THINGS TO DO:
[A] Gather every line in the listing that contains the string "head", matching case exactly.
[B] Proceed with the piece on the sights and sounds of Bangladesh and India, picking up after its final line.

TEXT SECTION:
________________________

The pace of Bangladesh and India is nonstop.
Our thoughts now come in rapid disconnected spurts, and our senses are overwhelmed with a constant attack of all things sweet, beautiful, ugly and gut-wrenching gross. There is little time for long, pensive reflections. Paying attention to what’s coming toward us or behind us takes all our energy.
South Asia is where our six senses stay on most of the day.
This is some of what we see:
– Trucks and buses racing along major roadways
– Tuk-tuk and bicycle rickshaws jockeying for space in the shoulders
– Rice fields in various states of green and yellow, growing or being harvested
– Women making cow dung paddies, which will be used for cooking fires when they are dry enough
– Men drinking tea and chewing betelnut
– People working the land by hand and with primitive tools
– Trucks delivering fancy new tractors
– Cows, goats, water buffalo and chickens munching on whatever they find around their houses
– Dogs and crows picking through heaps of garbage
– Bright yellow fields of mustard flowers
– People everywhere, all the time
– Advertisements for steel, cement and telecommunications companies
– Boys and girls in uniforms going to school
– People with amputated legs rolling themselves along busy city streets, and people with polio struggling to walk
– Mud shacks with corrugated tin or palm branch rooftops
– Brick and cement houses with hay stacked on the rooftop
– People bent over sweeping the front of their homes and businesses
– Kids flying kites at sunset
– Cows curled up on the road divider
– People squatting anywhere they want, without shame, urinating or defecating
– Monkeys jumping from housetops to window bars
– Bricks lined up into columns and rows
– Clay teacups smashed near tea stands
What we hear:
– Horns, and more horns… trucks, buses, cars and motos creating a 24-hour cacophony of noise pollution
– Bicycle bells
– Bollywood music
– Hindu mantras being recited
– The deep tone of bells being rung at Hindu temples
– Muslim calls to prayer
– People talking and words we’ll never understand
– The now and again tweeting of birds
– The revving of motorcycle engines
– The clanging of metal hitting empty truck containers
– People preparing meals, moving pots from one place to another
– “One photo. Please. Selfie,” from men on mopeds
– Electricity sizzling through high-voltage wires
India-morning (I hope this links to sound clip…this is what we heard walking in thick fog on Christmas morning about 40 kilometers from Varanasi, India.)

________________________

Records:
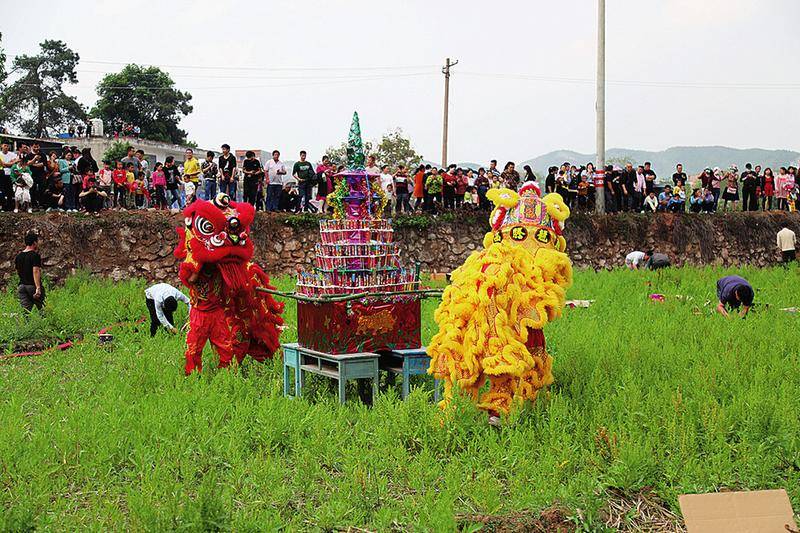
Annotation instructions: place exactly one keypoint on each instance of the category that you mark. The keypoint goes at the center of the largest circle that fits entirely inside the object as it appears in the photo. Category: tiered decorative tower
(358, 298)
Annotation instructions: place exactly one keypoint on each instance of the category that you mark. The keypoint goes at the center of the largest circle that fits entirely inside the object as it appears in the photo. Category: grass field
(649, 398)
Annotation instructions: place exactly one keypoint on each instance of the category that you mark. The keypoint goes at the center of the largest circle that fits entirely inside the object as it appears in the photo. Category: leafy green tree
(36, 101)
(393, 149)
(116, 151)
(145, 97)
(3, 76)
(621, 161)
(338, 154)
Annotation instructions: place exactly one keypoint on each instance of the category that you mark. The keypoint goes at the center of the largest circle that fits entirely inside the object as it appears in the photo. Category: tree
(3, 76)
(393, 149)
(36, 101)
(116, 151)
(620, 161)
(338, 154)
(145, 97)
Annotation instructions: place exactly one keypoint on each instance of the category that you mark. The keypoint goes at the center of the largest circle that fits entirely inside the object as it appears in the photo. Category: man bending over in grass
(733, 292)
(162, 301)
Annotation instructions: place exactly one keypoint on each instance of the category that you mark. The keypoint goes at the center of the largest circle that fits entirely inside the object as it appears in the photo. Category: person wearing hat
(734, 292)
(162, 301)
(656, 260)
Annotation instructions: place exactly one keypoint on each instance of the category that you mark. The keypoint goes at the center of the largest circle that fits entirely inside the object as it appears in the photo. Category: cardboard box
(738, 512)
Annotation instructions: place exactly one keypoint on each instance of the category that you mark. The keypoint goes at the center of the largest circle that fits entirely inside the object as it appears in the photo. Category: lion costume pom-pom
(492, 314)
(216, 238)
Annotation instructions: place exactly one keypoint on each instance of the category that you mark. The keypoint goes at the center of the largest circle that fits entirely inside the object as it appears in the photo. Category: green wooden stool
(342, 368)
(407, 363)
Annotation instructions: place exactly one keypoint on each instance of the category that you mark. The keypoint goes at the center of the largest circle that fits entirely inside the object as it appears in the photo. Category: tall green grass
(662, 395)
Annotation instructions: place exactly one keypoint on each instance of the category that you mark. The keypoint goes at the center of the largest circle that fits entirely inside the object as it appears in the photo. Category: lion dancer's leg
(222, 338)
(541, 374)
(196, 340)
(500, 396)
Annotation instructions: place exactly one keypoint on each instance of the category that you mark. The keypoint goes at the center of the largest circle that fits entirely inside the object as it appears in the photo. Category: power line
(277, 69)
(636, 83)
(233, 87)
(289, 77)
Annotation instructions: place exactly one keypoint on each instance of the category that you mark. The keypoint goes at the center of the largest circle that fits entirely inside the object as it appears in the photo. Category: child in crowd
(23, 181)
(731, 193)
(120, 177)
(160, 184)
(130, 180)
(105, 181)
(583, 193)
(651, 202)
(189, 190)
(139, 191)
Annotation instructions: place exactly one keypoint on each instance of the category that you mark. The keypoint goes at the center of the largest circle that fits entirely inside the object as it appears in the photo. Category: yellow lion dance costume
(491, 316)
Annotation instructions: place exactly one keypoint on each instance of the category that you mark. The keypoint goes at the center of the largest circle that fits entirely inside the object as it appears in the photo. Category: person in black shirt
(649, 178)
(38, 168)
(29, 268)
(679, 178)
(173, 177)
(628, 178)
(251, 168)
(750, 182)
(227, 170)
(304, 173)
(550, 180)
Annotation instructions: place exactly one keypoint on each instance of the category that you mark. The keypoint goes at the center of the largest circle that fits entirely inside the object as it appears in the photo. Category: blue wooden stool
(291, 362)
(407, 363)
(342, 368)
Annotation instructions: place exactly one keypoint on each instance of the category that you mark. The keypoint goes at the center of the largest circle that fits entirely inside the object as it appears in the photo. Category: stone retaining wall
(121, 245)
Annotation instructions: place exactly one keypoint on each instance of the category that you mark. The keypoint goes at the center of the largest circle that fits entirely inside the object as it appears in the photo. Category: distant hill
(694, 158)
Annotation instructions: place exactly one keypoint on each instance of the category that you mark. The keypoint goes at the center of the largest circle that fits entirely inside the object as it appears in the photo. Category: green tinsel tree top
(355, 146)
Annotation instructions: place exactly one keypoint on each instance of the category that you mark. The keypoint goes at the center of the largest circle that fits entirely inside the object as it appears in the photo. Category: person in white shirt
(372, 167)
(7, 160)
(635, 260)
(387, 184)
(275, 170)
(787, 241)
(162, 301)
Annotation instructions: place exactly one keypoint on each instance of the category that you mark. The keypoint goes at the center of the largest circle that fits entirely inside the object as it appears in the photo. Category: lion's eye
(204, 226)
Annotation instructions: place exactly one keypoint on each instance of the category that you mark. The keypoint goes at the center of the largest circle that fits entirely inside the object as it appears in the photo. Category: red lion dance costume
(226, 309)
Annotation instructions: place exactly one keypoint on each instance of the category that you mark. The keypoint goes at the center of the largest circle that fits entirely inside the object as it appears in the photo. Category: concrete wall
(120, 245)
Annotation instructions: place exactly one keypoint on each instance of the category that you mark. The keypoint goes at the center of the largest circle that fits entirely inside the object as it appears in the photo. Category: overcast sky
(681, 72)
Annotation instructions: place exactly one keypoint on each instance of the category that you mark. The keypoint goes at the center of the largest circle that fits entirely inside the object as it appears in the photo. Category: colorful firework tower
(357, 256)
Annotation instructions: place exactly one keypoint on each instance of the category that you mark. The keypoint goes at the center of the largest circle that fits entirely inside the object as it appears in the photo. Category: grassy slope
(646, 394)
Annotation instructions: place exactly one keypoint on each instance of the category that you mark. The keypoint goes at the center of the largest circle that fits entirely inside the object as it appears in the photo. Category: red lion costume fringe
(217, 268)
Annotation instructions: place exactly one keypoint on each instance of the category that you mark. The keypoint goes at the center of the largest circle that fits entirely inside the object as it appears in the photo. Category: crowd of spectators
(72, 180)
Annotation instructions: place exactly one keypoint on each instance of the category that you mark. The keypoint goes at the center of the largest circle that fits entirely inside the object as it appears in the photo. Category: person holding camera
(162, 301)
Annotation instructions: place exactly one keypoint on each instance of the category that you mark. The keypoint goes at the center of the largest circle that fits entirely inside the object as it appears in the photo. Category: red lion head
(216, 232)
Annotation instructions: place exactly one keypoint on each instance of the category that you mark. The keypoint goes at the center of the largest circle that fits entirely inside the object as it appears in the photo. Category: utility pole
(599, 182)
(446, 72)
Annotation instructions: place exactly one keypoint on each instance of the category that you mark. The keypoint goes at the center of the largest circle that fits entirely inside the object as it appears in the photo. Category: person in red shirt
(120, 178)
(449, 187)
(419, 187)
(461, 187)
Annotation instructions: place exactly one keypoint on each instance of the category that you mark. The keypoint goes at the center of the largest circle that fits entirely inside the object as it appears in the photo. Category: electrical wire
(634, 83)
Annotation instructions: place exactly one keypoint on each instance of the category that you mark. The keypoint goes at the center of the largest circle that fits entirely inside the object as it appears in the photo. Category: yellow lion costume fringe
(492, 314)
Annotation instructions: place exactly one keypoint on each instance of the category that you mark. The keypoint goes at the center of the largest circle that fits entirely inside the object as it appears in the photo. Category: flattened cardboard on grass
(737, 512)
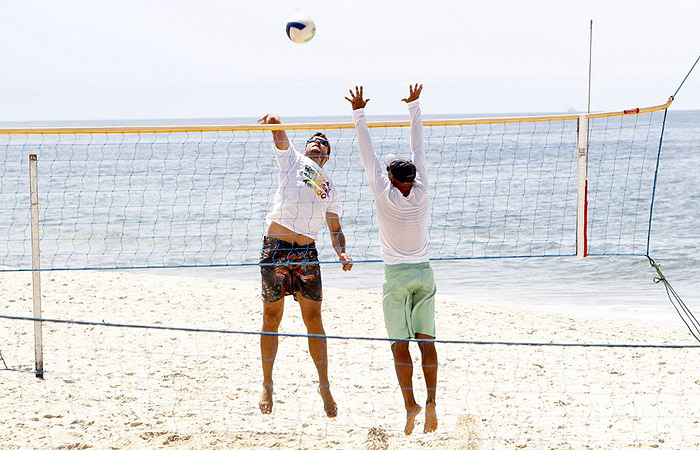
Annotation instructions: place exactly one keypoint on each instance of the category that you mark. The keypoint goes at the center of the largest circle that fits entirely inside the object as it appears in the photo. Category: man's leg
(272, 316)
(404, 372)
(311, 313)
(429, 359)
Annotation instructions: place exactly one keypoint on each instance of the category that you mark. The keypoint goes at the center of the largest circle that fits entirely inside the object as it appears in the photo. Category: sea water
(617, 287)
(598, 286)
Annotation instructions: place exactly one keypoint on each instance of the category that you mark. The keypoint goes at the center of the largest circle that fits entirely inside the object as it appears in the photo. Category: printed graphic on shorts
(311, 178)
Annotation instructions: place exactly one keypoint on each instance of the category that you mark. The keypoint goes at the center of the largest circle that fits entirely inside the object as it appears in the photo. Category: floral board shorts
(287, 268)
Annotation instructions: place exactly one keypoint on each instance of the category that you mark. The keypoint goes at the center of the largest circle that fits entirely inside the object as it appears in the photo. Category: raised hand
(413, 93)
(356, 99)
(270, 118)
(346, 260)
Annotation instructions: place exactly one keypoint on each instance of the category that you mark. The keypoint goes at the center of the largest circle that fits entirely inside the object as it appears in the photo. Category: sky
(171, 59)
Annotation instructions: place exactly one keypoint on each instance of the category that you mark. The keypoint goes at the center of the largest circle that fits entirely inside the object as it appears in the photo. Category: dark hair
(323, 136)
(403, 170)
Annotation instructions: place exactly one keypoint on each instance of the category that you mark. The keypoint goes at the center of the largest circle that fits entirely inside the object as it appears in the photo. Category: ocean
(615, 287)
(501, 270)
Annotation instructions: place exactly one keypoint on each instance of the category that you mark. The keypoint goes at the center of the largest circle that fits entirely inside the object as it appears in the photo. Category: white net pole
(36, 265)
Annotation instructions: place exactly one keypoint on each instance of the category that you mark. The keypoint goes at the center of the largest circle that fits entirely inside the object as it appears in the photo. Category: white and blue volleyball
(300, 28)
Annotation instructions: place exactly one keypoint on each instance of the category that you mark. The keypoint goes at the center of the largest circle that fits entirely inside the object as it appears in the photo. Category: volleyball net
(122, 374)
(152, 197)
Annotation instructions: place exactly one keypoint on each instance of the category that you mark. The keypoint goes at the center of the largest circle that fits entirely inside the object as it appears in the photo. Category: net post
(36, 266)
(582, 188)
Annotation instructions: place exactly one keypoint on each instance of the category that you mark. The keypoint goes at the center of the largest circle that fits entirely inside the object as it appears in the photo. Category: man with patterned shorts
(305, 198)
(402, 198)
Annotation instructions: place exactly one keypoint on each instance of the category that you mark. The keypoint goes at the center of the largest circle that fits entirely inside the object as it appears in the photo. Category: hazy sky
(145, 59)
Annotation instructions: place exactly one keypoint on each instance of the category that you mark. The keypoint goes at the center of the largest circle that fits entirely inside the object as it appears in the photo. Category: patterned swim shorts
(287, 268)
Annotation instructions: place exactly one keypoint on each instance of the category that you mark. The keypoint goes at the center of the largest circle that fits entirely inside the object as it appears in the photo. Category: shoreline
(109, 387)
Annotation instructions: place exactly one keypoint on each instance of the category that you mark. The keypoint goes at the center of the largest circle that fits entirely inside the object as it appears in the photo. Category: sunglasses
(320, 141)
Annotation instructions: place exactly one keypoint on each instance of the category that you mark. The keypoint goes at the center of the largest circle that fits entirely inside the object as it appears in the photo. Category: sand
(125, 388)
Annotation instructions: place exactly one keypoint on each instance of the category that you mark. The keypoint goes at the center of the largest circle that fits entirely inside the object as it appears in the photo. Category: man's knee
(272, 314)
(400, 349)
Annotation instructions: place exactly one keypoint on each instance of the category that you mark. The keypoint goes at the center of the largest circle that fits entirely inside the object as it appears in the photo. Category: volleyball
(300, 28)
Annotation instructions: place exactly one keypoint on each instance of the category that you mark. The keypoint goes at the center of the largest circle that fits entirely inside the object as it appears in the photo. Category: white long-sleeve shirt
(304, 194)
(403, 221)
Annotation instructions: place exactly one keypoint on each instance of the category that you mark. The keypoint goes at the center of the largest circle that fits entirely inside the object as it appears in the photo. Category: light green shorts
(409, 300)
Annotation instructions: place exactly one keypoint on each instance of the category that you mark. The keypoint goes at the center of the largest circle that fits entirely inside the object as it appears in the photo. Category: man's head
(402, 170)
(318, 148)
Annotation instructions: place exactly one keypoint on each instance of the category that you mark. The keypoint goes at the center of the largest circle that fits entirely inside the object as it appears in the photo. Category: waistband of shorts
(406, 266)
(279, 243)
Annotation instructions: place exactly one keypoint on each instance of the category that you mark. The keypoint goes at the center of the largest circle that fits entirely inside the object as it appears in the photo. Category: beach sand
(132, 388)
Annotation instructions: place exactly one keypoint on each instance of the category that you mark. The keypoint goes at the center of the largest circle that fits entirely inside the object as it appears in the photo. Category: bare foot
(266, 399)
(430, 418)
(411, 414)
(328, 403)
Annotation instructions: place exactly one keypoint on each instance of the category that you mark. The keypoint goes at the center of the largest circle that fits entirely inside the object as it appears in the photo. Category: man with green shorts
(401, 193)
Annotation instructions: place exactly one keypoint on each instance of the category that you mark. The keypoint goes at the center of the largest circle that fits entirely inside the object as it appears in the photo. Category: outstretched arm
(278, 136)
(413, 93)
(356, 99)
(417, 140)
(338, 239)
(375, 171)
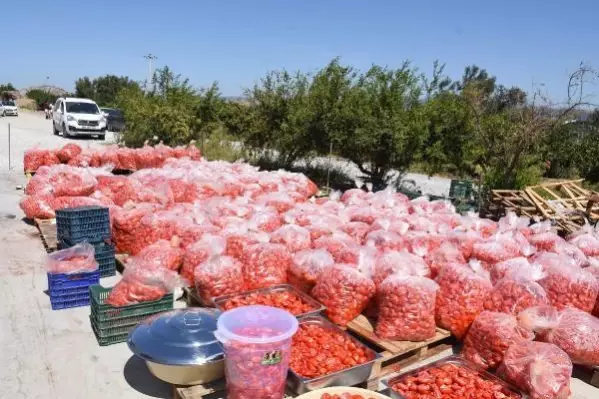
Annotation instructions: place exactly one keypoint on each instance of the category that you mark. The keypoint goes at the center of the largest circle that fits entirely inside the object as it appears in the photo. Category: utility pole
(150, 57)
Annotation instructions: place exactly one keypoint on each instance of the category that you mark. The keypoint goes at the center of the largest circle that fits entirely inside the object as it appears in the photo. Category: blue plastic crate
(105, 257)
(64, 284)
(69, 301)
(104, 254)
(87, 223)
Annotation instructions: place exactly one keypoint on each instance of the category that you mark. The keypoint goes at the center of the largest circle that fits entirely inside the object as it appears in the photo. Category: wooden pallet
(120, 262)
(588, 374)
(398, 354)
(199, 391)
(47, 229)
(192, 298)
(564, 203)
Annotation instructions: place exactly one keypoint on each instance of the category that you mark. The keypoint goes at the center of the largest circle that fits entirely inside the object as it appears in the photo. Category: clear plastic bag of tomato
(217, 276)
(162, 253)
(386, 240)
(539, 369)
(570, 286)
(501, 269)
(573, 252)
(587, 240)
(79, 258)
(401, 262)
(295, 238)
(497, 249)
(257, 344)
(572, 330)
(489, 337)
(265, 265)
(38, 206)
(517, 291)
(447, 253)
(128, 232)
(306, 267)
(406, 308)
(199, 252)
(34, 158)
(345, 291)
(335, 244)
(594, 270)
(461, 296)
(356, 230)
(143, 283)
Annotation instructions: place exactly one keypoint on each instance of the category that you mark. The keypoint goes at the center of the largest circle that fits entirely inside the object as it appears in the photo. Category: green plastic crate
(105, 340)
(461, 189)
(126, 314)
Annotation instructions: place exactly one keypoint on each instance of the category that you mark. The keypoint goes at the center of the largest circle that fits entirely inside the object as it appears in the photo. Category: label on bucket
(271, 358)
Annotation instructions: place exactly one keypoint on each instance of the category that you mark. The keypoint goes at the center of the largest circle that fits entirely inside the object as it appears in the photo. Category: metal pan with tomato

________________________

EXERCISE RESULTS:
[A]
Annotation instructions: place exactly one keypoint on each instance of the category that you mark. The keypoint goes at the center of the largest circle that fits entirely inside the object as it appears in the photo. Category: red lion head
Annotation instructions: place exactly one keypoint on each instance of the category that you mark. The keypoint goes at the center of the largest circle that fits entirely inside the object as it appears in the photo. Category: man's head

[B]
What we smell:
– Rice cooking
– Sweet tea
– Roti and chapatti bread baking on hot coals
– The earthiness coming off wood, charcoal and cow-dung fires
– The putrid smell of decomposing flesh of dead cows, goats and dogs laying on the roadside
– The unbreathable, choking smell of half-burned trash, rubber tires and plastic packaging
– Brake and transmission fluid from roadside repair shops
– Exhaust fumes from trucks and buses
– The floral scent of the soap we carry and use at public toilets where the bitter stench of human waste
– The fresh, clean smell of detergent arriving downwind from a river or pond where women are washing clothes
– A variety of aromatic incense sticks and butter-oil lamps being burned in temples, homes, businesses and on truck dashboards
– Our stinky feet
– Hot pots of soup, curry and fried sweet dough
– The musky cologne or aftershave of a man who got shaved at a barbershop stand
What we taste:
– Sugar, cardamom and a masala spice mix in tea
– The chalky sensation of crushed lentils from the dal we pour over white rice
– Cauliflower, potato and other vegetables soaked in curry sauce
– The thick, buttery tomato sauce of chicken tikka masala
– The spicy kick of chili peppers
– Raw red onions and crunchy white radishes
– Ghee-drenched naan bread
– The simplicity of a piece of hot bread
– Dirt, dust and more dirt and dust being hurled at us with every step we take
– Chinese-style stir fried noodles
– Omelettes and hard boiled eggs with a lot of salt
– Coriander chutney with our dense potato-filled samosas
– Extra sweet dessert pieces with pieces of cashews
What we touch and feel:
– Dirt scratching our faces
– The sun warming our hands
– Fog creeping into our bones
– Damp humidity keeping our just-washed laundry wet for two or three days
– The hard, cracked skin of a farmer when we shake hands
– The soft flutter of hands touching when people don’t seem to understand our offer of a firm hand shake.
– Cold ground water pumped to rinse the dirt off our faces
– Cold buckets of water poured over our bodies to wash away the day’s walking grime
– The occasional luxury of a hot shower and steam
– The joy of shampoo
– The synthetic plasticy feel of our sleeping bags against our arms and legs
– The once-in-a-while feel of clean cotton sheets against our arms and legs
– Sweat dripping down our backs
– A constant state of dirtiness and grime clinging to every part of our body
– The bliss of slipping into our sleeping bags and falling asleep
What our sixth sense of intuition tells us:
– This will be a good place to sleep tonight
– He has good eyes, we can trust him
– Hmmm… let’s watch that group over there… something looks off
– Let’s ask that family if we can sleep inside their gate
– The urge to connect and spend time with nice people
– The urge to stay all day in our guesthouse room and shut the world outside
– Just keep walking…it’s the only way we can keep going forward.
The moments when we can think
In the summer, our thoughts were long. We discussed world issues, and “in the world according to us,” we solved big problems of poverty, overpopulation, food and resource shortages and unemployment. We had hours where we could walk side-by-side and chat.
In South Asia, our thoughts come as fast as traffic moves. They are short, quick and unconnected. We rarely walk together, and we must always keep a sharp eye on the road.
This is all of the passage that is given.